_Estratto della fonte_.

+ + + + +

Se qualcuno un po' mi conosce in questo forum, saprà che la speculazione non è il mio forte. Ma tant'è che a volte capita pure a me....
Riflettevo anzitutto su come la scienza si possa considerare in ultima analisi come una forma di adattamento, anzi la sublimazione dell'adattamento stesso. Gli organismi viventi non possono prescindere dalle problematiche fondamentali dell'organizzazione e dell'adattamento, che si possono considerare come fasi complementari dello stesso ciclo vitale. Organizzandosi ci di adatta all'ambiente, adattandosi all'ambiente ci si organizza ed in questo meccanismo di assimilazione del mondo esterno, l'individuo sopravvive.
Ora mi pare chiaro l'uomo sia l'essere vivente meglio adattato di tutto il pianeta, lo dimostrano le infrastrutture con cui è stato in grado di mutare la conformazione stessa dell'ambiente secondo le proprie esigenze. Altrettanto chiaro mi appare che se ciò è stato possibile, è per via di quella facoltà che chiamiamo autocoscienza e grazie alla quale l'uomo ha potuto creare rappresentazioni sempre più efficaci della natura (individuo  + ambiente qui intendo), modelli e linguaggi sempre più utili fino ad arrivare al risultato finale: la scienza.
Ciò che ora mi domando è se non sia possibile che, così come ora consideriamo l'autocoscienza come un carattere proprio dell'uomo, non si possa arrivare a considerare in tal modo anche la scienza? Ossia non più un mondo di uomini fra cui alcuni sono scienziati, ma l'uomo stesso che racchiuda la scienza come facoltà acquisita, tramandata e assimilata profondamente nella propria natura. Quando ci si chiederà quindi in che cosa l'uomo si differenzi dal resto delle cose, la risposta non sarà più l'intelligenza o la ragione o il linguaggio o la cultura o l'autocoscienza, ma semplicemente la scienza. L'uomo si identificherà sin dalla nascita in questo suo attributo oramai costitutivo, e le moltitudini di generazioni che seguiranno questa oramai definitiva acquisizione, avranno solo un lontano ricordo di quando gli antenati parlavano di religione, filosofia e altri strumenti antropologici arcaici tali quali sono oggi per noi gli utensili del neolitico.

+ + + + +

_Dati a disposizione_.
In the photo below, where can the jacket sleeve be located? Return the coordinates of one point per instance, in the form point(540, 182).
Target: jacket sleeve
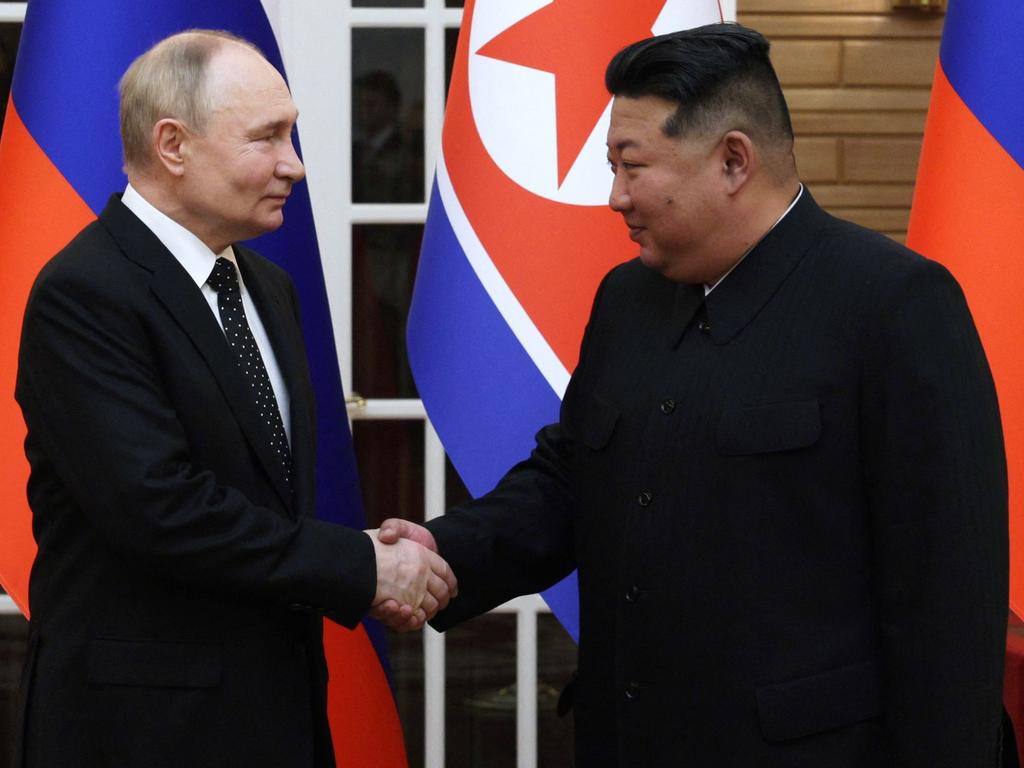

+ + + + +

_Compiti da svolgere_.
A: Nel testo sulla scienza come forma di adattamento, grazie a quale facoltà l'uomo ha potuto creare rappresentazioni sempre più efficaci della natura?
B: Riprendi il testo sulla scienza come forma di adattamento dal punto in cui si interrompe.
Il materiale riportato sopra è a sé stante e non fa parte del testo.

_Soluzioni degli esercizi_.
A: Grazie all'autocoscienza.

B:
Quindi l'uomo sopravvivrà indefinitamente, ma non ciò che noi intendiamo per umanità.
Fare, dire, pensare ogni cosa come chi sa che da un istante all'altro può uscire dalla vita.

acquario69

Quesito interessante e più che mai attuale.

Io pero come risultato finale anziché la scienza ci vedrei la tecnologia.

ma cosa e' o sarebbe un uomo privo della sua umanità? Non credo si potrà più definire tale, piuttosto una cosa, un oggetto, inserito anch'esso nell'ingranaggio meccanico, come lo sarebbe un bullone di una megamacchina o per usare un altro paragone forse ancora più attinente ad un chip su un megacomputer.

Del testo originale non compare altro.